Text:
———
Good News From The Graveyard (Easter)

Matt 28:5-7
And the angel answered and said unto the women, Fear not ye: for I know that ye seek Jesus, which was crucified. He is not here: for he is risen, as he said. Come, see the place where the Lord lay. And go quickly, and tell his disciples that he is risen from the dead; and, behold, he goeth before you into Galilee; there shall ye see him: lo, I have told you.

Graveyards are not usually associated with joy and hope. In the old cemetery at Provencal, La., I have many members of my family buried there. There’s Dad, Mom, a brother and others that are there. I have never visited those grave sites that it brought joy nor happiness to me, but rather sadness, gloominess and sorrow. My visits there have brought to mind many memories, of my dads life as I knew him, of mama and what sweet memories they are.

If you are depressed and feeling bad, one of the least likely places in which you would consider finding relief and release, from those feelings, is a graveyard.

The great scientific discoveries that have done so much to revolutionize our daily living have been made in all kinds of places and under all kinds of circumstances. Nothing of scientific significance, however, has ever been discovered in a graveyard.

The greatest battles of history have been fought in all kinds of places, on land and on sea, in the air and on the plains, on mountains and in the valleys, in great cities and humble villages. However, no great battles have been fought in graveyards.

With the possible exception of the Gettysbury Address, no great speeches or pronouncements from leading orators, ministers, poets, or rulers have ever been made in graveyards.
———
Supplied data:
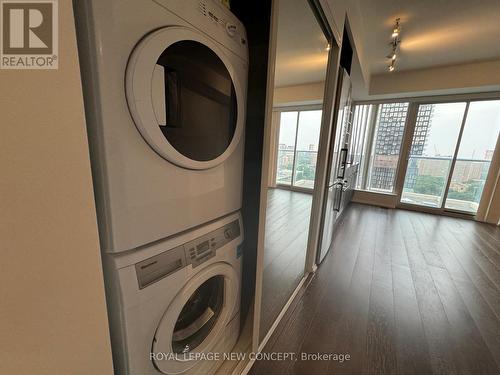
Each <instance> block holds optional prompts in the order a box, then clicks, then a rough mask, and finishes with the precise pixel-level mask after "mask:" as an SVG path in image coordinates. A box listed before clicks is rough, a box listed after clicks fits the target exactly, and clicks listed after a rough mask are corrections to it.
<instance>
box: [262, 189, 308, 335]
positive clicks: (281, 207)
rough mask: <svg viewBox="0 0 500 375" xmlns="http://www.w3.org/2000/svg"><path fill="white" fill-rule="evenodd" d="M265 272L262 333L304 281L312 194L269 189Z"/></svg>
mask: <svg viewBox="0 0 500 375" xmlns="http://www.w3.org/2000/svg"><path fill="white" fill-rule="evenodd" d="M267 194H268V198H267V214H266V234H265V241H264V274H263V280H262V283H263V284H262V285H263V288H262V307H261V309H262V315H261V317H262V318H261V327H262V329H261V332H263V333H265V332H268V331H269V328H270V327H271V325H272V324H273V322H274V321H275V320H276V317H277V316H278V314H279V313H280V312H281V310H282V308H283V306H284V305H285V304H286V302H287V301H288V300H289V298H290V296H291V295H292V293H293V291H294V290H295V288H296V287H297V285H298V284H299V282H300V280H302V278H303V275H304V265H305V259H306V246H307V236H308V234H309V220H310V216H311V204H312V195H311V194H307V193H299V192H293V191H289V190H283V189H269V190H268V193H267Z"/></svg>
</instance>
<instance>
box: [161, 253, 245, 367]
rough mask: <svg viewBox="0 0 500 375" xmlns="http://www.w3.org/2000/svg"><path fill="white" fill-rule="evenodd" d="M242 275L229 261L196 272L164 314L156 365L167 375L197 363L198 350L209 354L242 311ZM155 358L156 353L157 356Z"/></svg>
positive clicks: (205, 268)
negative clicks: (216, 343)
mask: <svg viewBox="0 0 500 375" xmlns="http://www.w3.org/2000/svg"><path fill="white" fill-rule="evenodd" d="M239 284H240V281H239V279H238V274H237V272H236V271H235V270H234V268H233V267H231V266H230V265H229V264H227V263H223V262H220V263H215V264H213V265H211V266H209V267H207V268H205V269H204V270H202V271H201V272H200V273H198V274H197V275H195V276H194V277H193V278H192V279H191V280H190V281H189V282H188V283H187V284H186V286H185V287H184V288H183V289H182V290H181V291H180V292H179V293H178V294H177V296H176V297H175V299H174V300H173V301H172V303H171V304H170V306H169V307H168V309H167V311H166V312H165V314H164V315H163V317H162V319H161V321H160V324H159V326H158V328H157V330H156V333H155V337H154V339H153V347H152V352H153V353H169V355H168V356H156V358H162V360H153V363H154V366H155V367H156V368H157V369H158V370H159V371H161V372H163V373H164V374H179V373H183V372H185V371H187V370H189V369H190V368H192V367H193V366H195V365H196V363H197V361H196V353H207V352H210V350H211V349H212V348H213V346H214V345H215V344H216V343H217V341H218V340H220V339H221V337H223V336H224V328H225V327H226V325H227V324H228V323H229V321H230V320H231V319H232V317H233V316H234V314H235V313H236V312H237V311H238V303H239V301H238V298H237V296H238V295H239V293H238V291H239ZM153 358H155V356H153Z"/></svg>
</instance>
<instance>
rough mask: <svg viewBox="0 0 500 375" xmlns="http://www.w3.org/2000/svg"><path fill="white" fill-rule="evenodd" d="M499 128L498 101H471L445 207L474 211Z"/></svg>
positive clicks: (452, 174) (478, 196)
mask: <svg viewBox="0 0 500 375" xmlns="http://www.w3.org/2000/svg"><path fill="white" fill-rule="evenodd" d="M499 131H500V101H499V100H495V101H480V102H471V103H470V105H469V111H468V113H467V120H466V122H465V127H464V130H463V134H462V139H461V142H460V146H459V148H458V154H457V160H456V163H455V167H454V169H453V174H452V178H451V182H450V187H449V190H448V195H447V197H446V203H445V208H448V209H452V210H458V211H465V212H469V213H476V211H477V209H478V206H479V201H480V200H481V195H482V193H483V189H484V183H485V182H486V177H487V175H488V170H489V168H490V163H491V159H492V157H493V152H494V150H495V145H496V143H497V138H498V134H499Z"/></svg>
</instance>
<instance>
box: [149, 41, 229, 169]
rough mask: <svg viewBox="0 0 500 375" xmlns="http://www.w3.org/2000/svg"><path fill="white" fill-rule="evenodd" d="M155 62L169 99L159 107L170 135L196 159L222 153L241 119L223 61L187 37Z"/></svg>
mask: <svg viewBox="0 0 500 375" xmlns="http://www.w3.org/2000/svg"><path fill="white" fill-rule="evenodd" d="M156 64H157V67H156V68H155V70H158V69H160V72H159V73H156V74H158V75H159V77H160V80H161V81H163V83H164V88H163V91H164V95H161V96H162V97H164V98H165V99H164V103H162V102H160V103H157V104H156V106H155V112H156V113H161V115H160V116H157V117H160V119H161V121H160V122H159V127H160V129H161V131H162V133H163V135H164V136H165V138H166V139H167V141H168V142H169V143H170V144H171V145H172V146H173V147H174V148H175V149H176V150H177V151H179V152H180V153H181V154H183V155H184V156H186V157H188V158H190V159H193V160H197V161H207V160H212V159H215V158H217V157H218V156H220V155H222V154H223V153H224V151H226V149H227V147H228V146H229V144H230V143H231V140H232V139H233V136H234V131H235V129H236V120H237V104H236V93H235V89H234V85H233V82H232V79H231V75H230V74H229V72H228V70H227V69H226V67H225V65H224V63H223V62H222V61H221V59H220V58H219V57H218V56H217V55H216V54H215V53H214V52H213V51H212V50H211V49H210V48H208V47H206V46H205V45H203V44H201V43H199V42H195V41H191V40H184V41H180V42H177V43H174V44H172V45H171V46H170V47H168V48H167V49H165V51H164V52H163V53H162V54H161V56H160V58H159V59H158V61H157V62H156ZM161 70H163V72H161ZM154 103H155V101H153V104H154ZM163 113H164V115H163Z"/></svg>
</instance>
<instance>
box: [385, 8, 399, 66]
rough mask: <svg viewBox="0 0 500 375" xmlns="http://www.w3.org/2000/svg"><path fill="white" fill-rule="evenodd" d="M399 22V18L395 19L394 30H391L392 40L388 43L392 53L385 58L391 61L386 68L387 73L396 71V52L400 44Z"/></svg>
mask: <svg viewBox="0 0 500 375" xmlns="http://www.w3.org/2000/svg"><path fill="white" fill-rule="evenodd" d="M399 21H400V18H396V22H395V23H394V28H393V29H392V39H391V43H390V46H391V47H392V51H391V53H390V54H388V55H387V58H388V59H390V60H391V62H390V65H389V66H388V68H389V72H393V71H394V69H396V58H397V52H398V48H399V44H400V43H401V25H400V23H399Z"/></svg>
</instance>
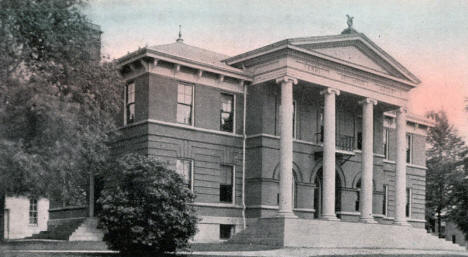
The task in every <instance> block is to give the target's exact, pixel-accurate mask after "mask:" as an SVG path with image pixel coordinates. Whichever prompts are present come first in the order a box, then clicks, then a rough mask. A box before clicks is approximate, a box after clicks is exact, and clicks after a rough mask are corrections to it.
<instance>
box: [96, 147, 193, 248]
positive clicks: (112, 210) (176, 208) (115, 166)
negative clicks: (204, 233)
mask: <svg viewBox="0 0 468 257" xmlns="http://www.w3.org/2000/svg"><path fill="white" fill-rule="evenodd" d="M106 177H107V178H108V179H107V181H106V185H107V188H105V189H104V190H103V191H102V192H101V197H100V198H99V200H98V203H99V204H100V206H101V207H100V209H101V211H100V212H99V213H98V216H99V218H100V220H99V226H100V227H102V228H103V230H104V241H106V242H107V243H108V245H109V246H110V248H111V249H115V250H120V252H121V253H122V254H124V255H128V256H139V255H142V254H143V255H146V254H149V255H151V254H155V255H153V256H160V255H161V254H163V253H165V252H174V251H175V250H176V249H178V248H179V249H180V248H183V247H186V246H187V245H188V240H189V239H190V238H191V237H192V236H194V235H195V233H196V224H197V217H196V215H195V209H194V207H193V206H192V205H190V203H192V202H193V200H194V195H193V193H192V191H191V190H190V189H189V188H188V187H187V185H186V184H185V183H184V181H183V179H182V177H181V176H180V175H178V174H177V173H175V172H174V171H172V170H169V169H167V168H166V167H165V166H164V165H163V164H162V163H160V162H159V161H157V160H156V159H154V158H152V157H147V156H143V155H138V154H127V155H124V156H123V157H121V158H120V159H118V160H117V161H116V162H115V165H114V166H112V168H111V169H110V170H109V173H107V175H106Z"/></svg>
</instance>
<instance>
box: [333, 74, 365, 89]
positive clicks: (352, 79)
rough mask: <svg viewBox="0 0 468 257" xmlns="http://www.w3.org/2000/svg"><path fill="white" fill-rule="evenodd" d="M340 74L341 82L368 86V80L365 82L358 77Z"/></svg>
mask: <svg viewBox="0 0 468 257" xmlns="http://www.w3.org/2000/svg"><path fill="white" fill-rule="evenodd" d="M338 74H340V76H341V80H343V81H347V82H351V83H353V84H357V85H364V86H365V85H367V84H368V81H367V80H363V79H360V78H357V77H353V76H349V75H346V74H343V73H338Z"/></svg>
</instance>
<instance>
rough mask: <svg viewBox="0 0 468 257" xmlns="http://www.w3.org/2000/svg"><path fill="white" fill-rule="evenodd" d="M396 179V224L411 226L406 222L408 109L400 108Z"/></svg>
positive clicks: (395, 208)
mask: <svg viewBox="0 0 468 257" xmlns="http://www.w3.org/2000/svg"><path fill="white" fill-rule="evenodd" d="M396 126H397V128H396V134H397V147H396V148H397V152H396V178H395V222H394V223H395V224H397V225H409V224H408V222H407V221H406V213H405V209H406V109H405V108H400V109H398V111H397V115H396Z"/></svg>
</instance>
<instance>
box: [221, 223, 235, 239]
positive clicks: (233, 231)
mask: <svg viewBox="0 0 468 257" xmlns="http://www.w3.org/2000/svg"><path fill="white" fill-rule="evenodd" d="M234 232H235V227H234V225H226V224H219V238H220V239H230V238H231V237H232V235H234Z"/></svg>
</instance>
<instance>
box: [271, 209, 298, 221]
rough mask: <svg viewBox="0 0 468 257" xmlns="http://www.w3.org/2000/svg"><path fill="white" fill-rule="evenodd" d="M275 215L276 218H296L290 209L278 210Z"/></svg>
mask: <svg viewBox="0 0 468 257" xmlns="http://www.w3.org/2000/svg"><path fill="white" fill-rule="evenodd" d="M276 217H278V218H293V219H295V218H297V216H296V215H295V214H294V212H292V211H278V213H277V214H276Z"/></svg>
———
Tasks to carry out:
a: Quote the Easter sermon between "The great scientific" and "in a graveyard.", inclusive.
b: Where is the old cemetery described in the Easter sermon located?
The listing comes from a separate source with no connection to the Easter sermon.

Answers to the tasks:
a:
The great scientific discoveries that have done so much to revolutionize our daily living have been made in all kinds of places and under all kinds of circumstances. Nothing of scientific significance, however, has ever been discovered in a graveyard.

b: Provencal, La.